GIVEN PASSAGE:

Crude Oil prices retrace from recent highs

Marius Paun | London, UK | Senior dealer | Wednesday, 22nd January 2020

We saw Brent crude oil has a strong start in 2020 reaching a recent high of over $71.00. The reasons behind the rally were largely geopolitical mainly due to renewed confrontation in the Middle East between the US and Iran. Recent events in the Eastern Mediterranean which has the potential to become another hot spot also lent support to energy prices.

Let’s look at these factors in more detail:

Following the American invasion of Iraq in 2003, it became a geostrategic necessity for Tehran to control, or at least neutralize, the regime in Baghdad. They achieved this by using various groups abroad in countries like Lebanon, Syria and Yemen. The victory against the Islamic State reduced the need for a sizeable US military contingent, so a significant part of US troops went home. Suddenly Iran found itself in a position where they could project massive influence in the region, and they did through strategies designed by elite generals like Qasem Soleimani. In Washington’s eyes that was a threat to the fragile stability being nourished in the Middle East, something they could not afford. so, they killed Soleimani in an airstrike in Baghdad.

To a lesser extent, oil prices were also supported by the Turkish Parliament approving a military deployment in Libya in early January. Previously, Turkey announced its intention to expand its economic zone in the Eastern Mediterranean region by collaboration with Libya’s Government of National Accord (GNA), which importantly has the backing of the United Nations. The move was meant to defend GNA against insurgent forces led by General Khalifa Haftar. One main motive is undoubtedly oil. Turkey has been trying for a long time to diversify its energy sources knowing that it cannot become a significant regional power without achieving that goal. Right now, they seem too energy-dependent on Russia, which supports Haftar’s Libyan National Army, the challenger.

During the last few weeks, Libya’s crude export capacity obligations were under force majeure (meaning a waiver on its contractual promises) following oil pipelines blockades across the country. As a result, state oil company NOC warned that a halt in crude exports for an extended period could ‘fill the local storage tanks within days’ and in turn slow the production to 72,000 barrels per day. By comparison, Libya had a production of 1.2 million barrels per day recently.

Despite all those tensions Brent crude retraced to just below $63.00 currently. Let’s look at the reasons weighing on prices.

INSTRUCTIONS TO FOLLOW:
Extend the commentary on Brent crude oil prices, picking up after its final sentence, "Let’s look at the reasons weighing on prices."

SUPPLIED DATA:
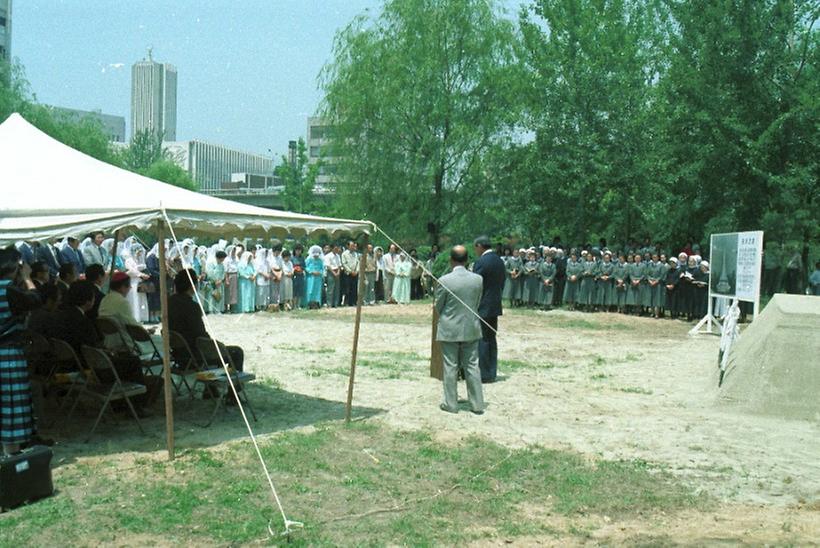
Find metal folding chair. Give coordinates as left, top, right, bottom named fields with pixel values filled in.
left=49, top=339, right=88, bottom=424
left=194, top=337, right=257, bottom=427
left=168, top=331, right=201, bottom=399
left=66, top=345, right=148, bottom=443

EXERCISE RESPONSE:
Japan’s petroleum body reported that ‘any potential disruptions could be offset by increased output from the OPEC, which could limit the impact on global oil markets. OPEC’s spare capacity is in excess of 3 million barrels per day so more than enough to counter Libya’s whole production’.

On top of that, the International Monetary Fund has revised downwards its global economic growth forecasts to 3.3% from projections of 3.4% growth, made late last year. Additionally, the demand for risky assets undoubtedly eased this week on the back of fears of contagion from a Coronavirus outbreak in China. Media confirmed the US identified the first case of this new mysterious virus in Seattle. Chinese President Xi Jinping warned ‘the virus is serious and it’s crucial to take every possible measure to combat it’.

The chart shows the short-term moving averages (red line) crossing below the longer-term one (blue line), both pointing downwards and the price is below them. So the momentum has now shifted to bearish.

On the upside, a rebound above the 50% Fibonacci retracement at 63.65 will open the doors for the bulls to test resistance at $64.50. If that breach is confirmed than buyers will be looking to next target at $65.60. Ultimately only a rally above $71.08, the high of January 8ththis year, will re-establish the bullish long-term trend.

On the downside, the immediate support can be seen around $63.00 mark which so far today has held. A move below that will signal the sellers are getting serious. Next in line for them is supported just above $62.00 which matches the 61.8% Fibonacci retracement.

For now, the long-term trend outlook is looking sideways.